_TASKS TO COMPLETE_
A - Reproduce word for word the passage in the essay on Washington's Farewell Address starting with "Washington’s Farewell: What" and going on through "deep Christian faith.".
B - Carry on writing the essay on Washington's Farewell Address, picking up right after its final sentence.

— START OF DOCUMENT EXCERPT —

Washington’s Farewell: What America Still Hasn’t Learned

George WashingtonGeorge Washington warned us in his Farewell Address of 1796. But we didn’t listen.

We’re still deaf to his final words.

George warned us of how political partisanship seeks to “acquire influence” and “misrepresent the opinions.”

Washington eloquently admonished that the “fatal tendency” of any democracy is replacing the national will with “the will of a party.”

It’s why George Washington refused to serve more than two terms as U.S. President (and would likely support term limits today). It’s why he resisted his countrymen’s wish to make him a “king” (or a professional politician). George was a man of impeccable integrity, respected wisdom and formidable strength–much of it due to his deep Christian faith.

Washington knew that “in the course of time and things” that men and women could “become potent engines” for America’s destruction.

Washington called these types “cunning, ambitious, and unprincipled” persons who “subvert the Power of the People.” He warned that political factions quickly devolve into jealousies, banality, dissension and “frightful despotism.”

Ultimately, Washington concluded, “party passions” lead to bribery, betrayal and treason, unlocking “the doors to foreign influence and corruption, which find a facilitated access to the Government.” Sound familiar? Most Americans would be surprised to learn how many politicians have their pockets stuffed with foreign cash.

George Washington died December 14, 1799. The black pastor and friend Richard Allen (founder of the African Methodist Episcopal Church) delivered Washington’s eulogy. He summarized his thoughts on George through four admonitions in the Farewell Address:

  • LOVE YOUR COUNTRY
  • OBEY ITS LAWS
  • SEEK ITS PEACE
  • KEEP YOURSELF FROM ATTACHMENT TO ANY FOREIGN NATION

George Washington was right in 1796 about political parties.

He’s still right today. Frankly, I think the “Father of our Country” would weep at what is presently happening in the city (and the U.S. state) that bears his name…not to mention the nation he courageously helped to free and found.

Washington D.C. has become a terrible “swamp.” It’s infested with venomous snakes, dangerous crocs and obnoxious insects. It’s became a bubble city that’s detached and insulated from most Americans. The word “politics?” Poly means “many” and “ticks” are blood-sucking objects. Pretty much sums up D.C.

— END OF DOCUMENT EXCERPT —
— START OF MATERIAL SUPPLIED —

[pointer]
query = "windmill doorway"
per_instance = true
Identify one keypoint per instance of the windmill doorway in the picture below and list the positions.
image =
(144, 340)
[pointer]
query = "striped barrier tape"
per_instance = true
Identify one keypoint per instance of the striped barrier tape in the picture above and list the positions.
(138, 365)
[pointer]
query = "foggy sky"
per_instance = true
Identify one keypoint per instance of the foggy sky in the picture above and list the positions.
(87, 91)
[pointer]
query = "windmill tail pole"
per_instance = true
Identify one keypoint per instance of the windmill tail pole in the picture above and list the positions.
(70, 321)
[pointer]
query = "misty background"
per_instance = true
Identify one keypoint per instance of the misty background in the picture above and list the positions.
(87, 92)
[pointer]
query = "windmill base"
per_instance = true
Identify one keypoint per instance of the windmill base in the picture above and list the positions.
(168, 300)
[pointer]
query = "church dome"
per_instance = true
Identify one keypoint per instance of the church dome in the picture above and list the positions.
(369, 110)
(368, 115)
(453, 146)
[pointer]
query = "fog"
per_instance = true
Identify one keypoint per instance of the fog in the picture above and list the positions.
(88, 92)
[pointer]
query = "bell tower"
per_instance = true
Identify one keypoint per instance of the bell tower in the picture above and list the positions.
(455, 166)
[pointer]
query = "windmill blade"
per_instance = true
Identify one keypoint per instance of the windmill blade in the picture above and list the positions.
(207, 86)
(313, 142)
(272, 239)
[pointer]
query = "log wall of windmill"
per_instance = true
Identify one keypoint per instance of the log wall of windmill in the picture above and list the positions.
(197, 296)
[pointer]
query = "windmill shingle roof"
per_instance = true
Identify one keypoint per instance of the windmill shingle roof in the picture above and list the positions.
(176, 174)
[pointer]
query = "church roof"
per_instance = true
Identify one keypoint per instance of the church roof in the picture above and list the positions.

— END OF MATERIAL SUPPLIED —

_ANSWERS_
A -
Washington’s Farewell: What America Still Hasn’t Learned

George WashingtonGeorge Washington warned us in his Farewell Address of 1796. But we didn’t listen.

We’re still deaf to his final words.

George warned us of how political partisanship seeks to “acquire influence” and “misrepresent the opinions.”

Washington eloquently admonished that the “fatal tendency” of any democracy is replacing the national will with “the will of a party.”

It’s why George Washington refused to serve more than two terms as U.S. President (and would likely support term limits today). It’s why he resisted his countrymen’s wish to make him a “king” (or a professional politician). George was a man of impeccable integrity, respected wisdom and formidable strength–much of it due to his deep Christian faith.

B -
Whether you lean left or right, we should all heed the counsel of Franklin D. Roosevelt (10/28/1940) to “guard against the forces of anti-Christian aggression, which may attack us from without, and the forces of ignorance and fear which may corrupt us from within.”

America’s national and social media are no longer watchdogs, but lap dogs, primarily for a preferred political party.

It’s why ignorance and fear abounds. Who do you think benefits from keeping Americans in a constant state of confusion and panic? There is more censorship and misinformation today than ever in America’s history…and its coming from sources we used to trust.

Americans should also note any voice that mocks or misrepresents our true national story (and many do that today).

Lyman Beecher once wrote: “While most nations trace their origin to barbarians, the foundations of our nation were laid by civilized men, by Christians …Imperfect as they were, the world before had not seen their like, nor will it soon, we fear, behold their like again…to ridicule them is national suicide.”

Suicide indeed.

Maybe it’s time to ask who will be our next George Washington? Who will be the Abraham Lincoln for this desperate hour? Who will be our Thomas Jefferson to lead us with vision into the future? Who will be the courageous patriot willing to keep America free in our generation?

I hear the growl of the wolves outside the door.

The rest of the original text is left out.